### Directions
The reply should hold every record, copied exactly, and none of the pictures.

### Supplied data
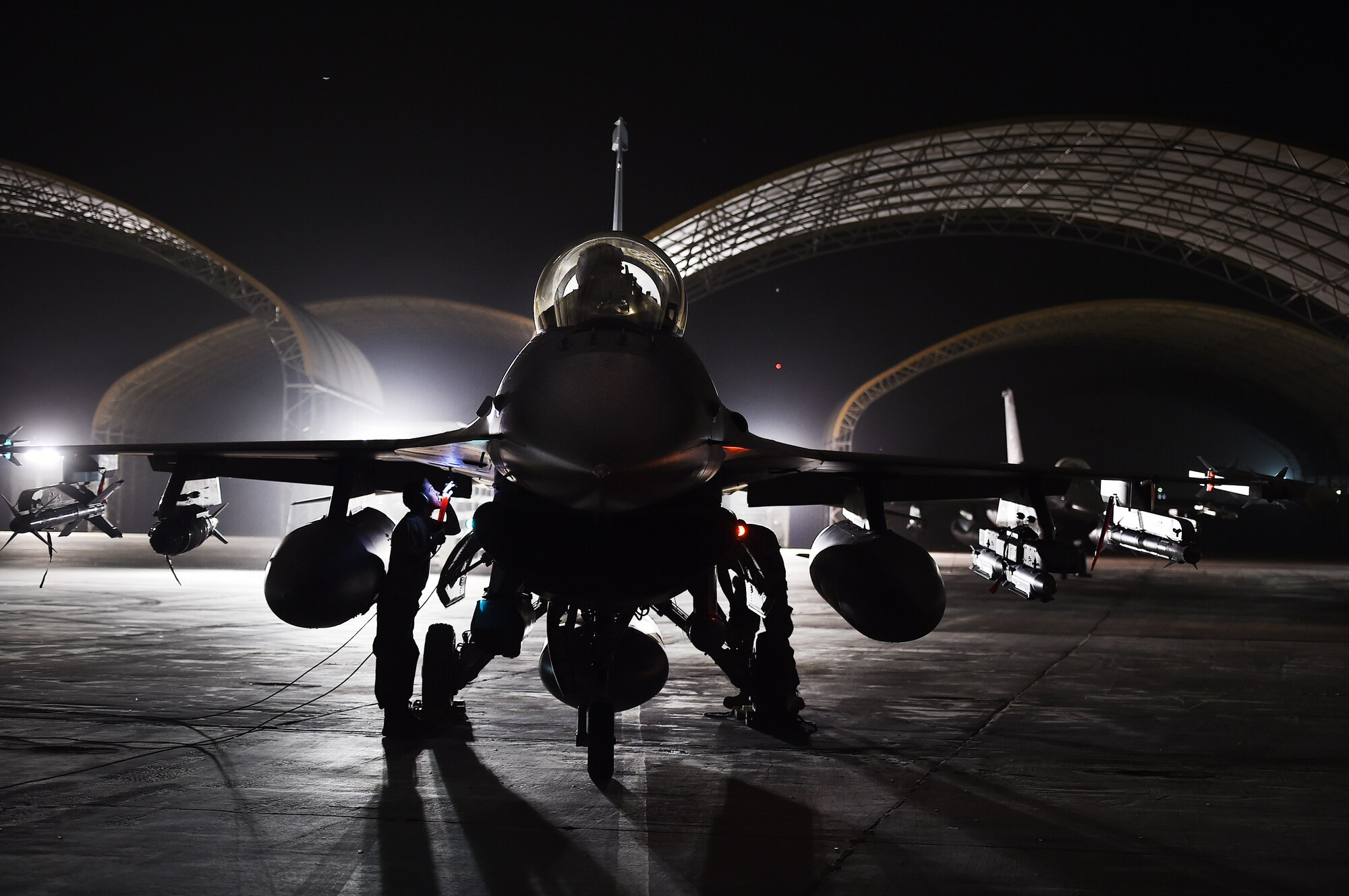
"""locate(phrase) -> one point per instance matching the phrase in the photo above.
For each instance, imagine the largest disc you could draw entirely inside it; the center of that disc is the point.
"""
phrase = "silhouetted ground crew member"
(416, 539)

### Problem solution
"""locate(phrase) -> one point per instance matching the phrase in the photo above.
For each instance, imagine the largest disc you could draw entirely inside it; the center of that disc is the point.
"""
phrase = "silhouetted ground crew member"
(416, 539)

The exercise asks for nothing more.